• [Problem statement] For each statement, say yes or no to whether it agrees with the text on down-time medical practitioners, and quote the words from the text that decide it. 1. Hieronymus Fabricius first described the technique of tracheotomy. 2. Anna Krause is a couple of years ahead of Caspar Weybrecht in school. 3. Caspar Weybrecht will start the Jena BSN/DO program in 1635.

• [Text passage]
══════════════════════════════
Ambroise Paré, 1510-1590, a barber surgeon known for more humane battlefield medicine, ocular and orthopedic prosthesis
Hieronymus Fabricius (1533-1619), a gifted anatomist who first described the technique of tracheotomy, a life saving operation to open the airway when nothing else will work.
A Cast of Thousands
If the up-timers are limited, and the traditional down-time MDs are relatively rare, often hazardous, and almost always expensive, the numbers of midwives, herb wives, barber surgeons, bone-setters and hedge—or horse—doctors were literally legion. We have some in canon already, including the midwife Greta in Magdeburg, who has taken
up-time training, and is proving to be the bane of her less-scrubbed counterparts.
Herr Dr. Gribbleflotz has had a number of appearances reproducing up-time medical compounds for the benefit of his pocketbook and the community.
My shared characters in canon include:
Katharina Schrey is working with the Sanitation Commission as a quarantine house attendant while she is attending the BSN course [xxviii] . She expects to enter the DO program at Jena when she has her BSN.
George Lenkert, her husband, also works with the Sanitation Commission, and has completed EMT training.
Caspar Weybrecht has also completed EMT training, and will be starting in the Jena BSN/DO program in 1636.
Anna Krause is a couple of years behind him in school, but she is already in canon as the first geographic epidemiologist. She is also planning to attend the program at Jena.
Kerryn Offord and Danita Ewing were both kind enough to send me copies of information posted much earlier on the Bar from H.W. “Butch” Clor and Danita, laying out the expected progress of medical training down-time. Updating this material will become part 4 of this series.
Success has many fathers and mothers.
══════════════════════════════
[Stored data entries]
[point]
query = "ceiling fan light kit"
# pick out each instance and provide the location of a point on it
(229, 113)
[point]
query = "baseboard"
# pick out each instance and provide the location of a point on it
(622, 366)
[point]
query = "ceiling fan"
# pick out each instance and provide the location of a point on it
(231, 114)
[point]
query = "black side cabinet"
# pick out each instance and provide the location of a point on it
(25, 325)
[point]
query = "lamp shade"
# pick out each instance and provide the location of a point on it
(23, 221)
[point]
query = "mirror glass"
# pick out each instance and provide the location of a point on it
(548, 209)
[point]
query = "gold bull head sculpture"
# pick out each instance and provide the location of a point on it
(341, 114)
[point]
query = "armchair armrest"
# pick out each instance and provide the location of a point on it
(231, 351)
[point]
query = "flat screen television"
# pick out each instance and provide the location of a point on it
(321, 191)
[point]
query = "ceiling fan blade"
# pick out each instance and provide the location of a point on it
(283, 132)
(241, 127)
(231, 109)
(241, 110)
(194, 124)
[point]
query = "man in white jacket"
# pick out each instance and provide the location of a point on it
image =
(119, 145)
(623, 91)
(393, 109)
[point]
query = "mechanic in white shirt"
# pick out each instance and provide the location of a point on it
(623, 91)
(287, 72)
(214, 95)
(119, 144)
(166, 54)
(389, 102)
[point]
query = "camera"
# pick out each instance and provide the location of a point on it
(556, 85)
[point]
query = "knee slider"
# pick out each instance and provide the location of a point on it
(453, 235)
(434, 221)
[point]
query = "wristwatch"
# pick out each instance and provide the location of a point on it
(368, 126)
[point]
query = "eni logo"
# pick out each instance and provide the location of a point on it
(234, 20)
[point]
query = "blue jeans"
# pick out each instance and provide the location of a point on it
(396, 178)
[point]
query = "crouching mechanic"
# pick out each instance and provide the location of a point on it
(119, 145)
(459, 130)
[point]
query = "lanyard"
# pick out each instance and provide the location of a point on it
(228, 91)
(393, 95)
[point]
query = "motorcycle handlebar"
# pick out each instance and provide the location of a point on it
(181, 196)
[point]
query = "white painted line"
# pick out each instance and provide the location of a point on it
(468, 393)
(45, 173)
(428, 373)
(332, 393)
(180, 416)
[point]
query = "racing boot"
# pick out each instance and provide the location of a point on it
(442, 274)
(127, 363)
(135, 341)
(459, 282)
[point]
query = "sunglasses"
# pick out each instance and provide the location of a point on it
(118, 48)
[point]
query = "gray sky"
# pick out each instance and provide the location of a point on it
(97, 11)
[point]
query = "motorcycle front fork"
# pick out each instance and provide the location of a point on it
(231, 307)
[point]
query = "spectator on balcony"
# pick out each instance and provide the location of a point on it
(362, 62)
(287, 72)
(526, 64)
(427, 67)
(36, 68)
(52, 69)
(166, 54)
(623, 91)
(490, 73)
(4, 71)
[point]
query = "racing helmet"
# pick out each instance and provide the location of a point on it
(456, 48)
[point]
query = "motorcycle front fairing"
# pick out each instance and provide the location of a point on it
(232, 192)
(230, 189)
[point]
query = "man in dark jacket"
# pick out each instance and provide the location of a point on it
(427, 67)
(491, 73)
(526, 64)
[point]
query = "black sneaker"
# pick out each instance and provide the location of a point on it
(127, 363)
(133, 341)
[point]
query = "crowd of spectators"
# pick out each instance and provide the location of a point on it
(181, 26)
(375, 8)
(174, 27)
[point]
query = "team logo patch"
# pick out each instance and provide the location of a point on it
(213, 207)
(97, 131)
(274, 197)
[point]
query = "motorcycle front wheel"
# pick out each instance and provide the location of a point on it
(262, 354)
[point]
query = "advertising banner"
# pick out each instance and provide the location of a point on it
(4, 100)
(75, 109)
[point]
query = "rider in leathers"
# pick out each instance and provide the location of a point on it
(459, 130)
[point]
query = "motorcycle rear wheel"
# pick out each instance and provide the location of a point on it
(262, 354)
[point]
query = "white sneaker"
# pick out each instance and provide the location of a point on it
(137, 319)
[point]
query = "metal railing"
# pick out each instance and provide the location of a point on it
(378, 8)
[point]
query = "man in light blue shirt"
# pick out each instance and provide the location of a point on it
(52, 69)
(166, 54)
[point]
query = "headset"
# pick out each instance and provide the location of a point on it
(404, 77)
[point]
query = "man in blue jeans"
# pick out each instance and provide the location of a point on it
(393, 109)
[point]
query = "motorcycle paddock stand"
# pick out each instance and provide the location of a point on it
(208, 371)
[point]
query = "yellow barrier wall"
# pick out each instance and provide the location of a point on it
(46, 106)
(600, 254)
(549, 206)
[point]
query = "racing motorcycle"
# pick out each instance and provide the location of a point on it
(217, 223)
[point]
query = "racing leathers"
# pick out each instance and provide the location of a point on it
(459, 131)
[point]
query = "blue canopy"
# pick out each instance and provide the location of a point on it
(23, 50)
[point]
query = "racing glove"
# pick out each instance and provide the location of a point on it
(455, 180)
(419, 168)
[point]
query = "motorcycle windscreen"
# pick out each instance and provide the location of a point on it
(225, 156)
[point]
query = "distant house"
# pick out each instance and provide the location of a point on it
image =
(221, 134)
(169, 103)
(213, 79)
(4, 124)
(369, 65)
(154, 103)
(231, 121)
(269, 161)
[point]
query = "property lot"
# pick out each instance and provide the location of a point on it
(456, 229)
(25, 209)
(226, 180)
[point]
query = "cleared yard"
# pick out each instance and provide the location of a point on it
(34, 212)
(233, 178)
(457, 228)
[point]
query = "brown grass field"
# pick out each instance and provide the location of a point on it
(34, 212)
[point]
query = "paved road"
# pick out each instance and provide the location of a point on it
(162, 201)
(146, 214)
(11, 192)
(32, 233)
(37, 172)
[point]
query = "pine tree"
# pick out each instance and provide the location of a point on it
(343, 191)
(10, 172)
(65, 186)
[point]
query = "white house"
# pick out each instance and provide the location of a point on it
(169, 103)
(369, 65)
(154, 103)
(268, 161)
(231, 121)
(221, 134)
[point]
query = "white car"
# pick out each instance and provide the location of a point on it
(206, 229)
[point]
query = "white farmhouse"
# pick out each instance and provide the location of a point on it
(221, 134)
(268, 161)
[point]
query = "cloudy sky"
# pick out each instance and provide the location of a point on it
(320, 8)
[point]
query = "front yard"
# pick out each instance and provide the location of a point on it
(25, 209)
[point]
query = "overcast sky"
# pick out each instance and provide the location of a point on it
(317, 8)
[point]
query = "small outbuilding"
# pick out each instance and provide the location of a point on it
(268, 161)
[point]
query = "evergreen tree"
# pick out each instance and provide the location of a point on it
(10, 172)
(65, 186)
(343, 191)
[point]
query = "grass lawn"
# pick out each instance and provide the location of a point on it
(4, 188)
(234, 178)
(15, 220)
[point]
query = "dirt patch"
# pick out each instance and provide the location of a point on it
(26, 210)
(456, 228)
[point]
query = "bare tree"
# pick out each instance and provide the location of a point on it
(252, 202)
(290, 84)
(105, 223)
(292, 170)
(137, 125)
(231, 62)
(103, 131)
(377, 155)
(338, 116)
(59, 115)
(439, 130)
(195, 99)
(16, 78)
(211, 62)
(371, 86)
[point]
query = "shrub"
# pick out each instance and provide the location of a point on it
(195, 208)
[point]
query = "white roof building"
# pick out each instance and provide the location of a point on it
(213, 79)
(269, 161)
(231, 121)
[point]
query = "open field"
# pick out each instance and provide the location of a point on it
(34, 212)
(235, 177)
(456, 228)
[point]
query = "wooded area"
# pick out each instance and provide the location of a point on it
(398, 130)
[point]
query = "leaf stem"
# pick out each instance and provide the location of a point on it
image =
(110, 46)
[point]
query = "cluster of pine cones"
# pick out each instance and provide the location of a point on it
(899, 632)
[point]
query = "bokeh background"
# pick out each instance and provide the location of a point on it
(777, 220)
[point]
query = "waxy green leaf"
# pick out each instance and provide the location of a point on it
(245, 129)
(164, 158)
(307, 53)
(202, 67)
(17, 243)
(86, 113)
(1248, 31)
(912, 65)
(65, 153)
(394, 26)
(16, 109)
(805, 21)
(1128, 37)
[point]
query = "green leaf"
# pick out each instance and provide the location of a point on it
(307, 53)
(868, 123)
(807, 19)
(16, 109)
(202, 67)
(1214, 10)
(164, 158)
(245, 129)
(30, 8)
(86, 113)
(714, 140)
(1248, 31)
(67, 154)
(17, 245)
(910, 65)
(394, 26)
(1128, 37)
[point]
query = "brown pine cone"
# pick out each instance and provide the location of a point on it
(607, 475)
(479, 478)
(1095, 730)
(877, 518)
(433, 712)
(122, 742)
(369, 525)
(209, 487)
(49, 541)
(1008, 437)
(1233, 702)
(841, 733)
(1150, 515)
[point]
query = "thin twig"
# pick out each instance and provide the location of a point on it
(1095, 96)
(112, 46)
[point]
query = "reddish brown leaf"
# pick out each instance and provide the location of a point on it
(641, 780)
══════════════════════════════
• [Response to this exercise]
1. Yes: "a gifted anatomist who first described the technique of tracheotomy"
2. No: "Anna Krause is a couple of years behind him in school"
3. No: "will be starting in the Jena BSN/DO program in 1636"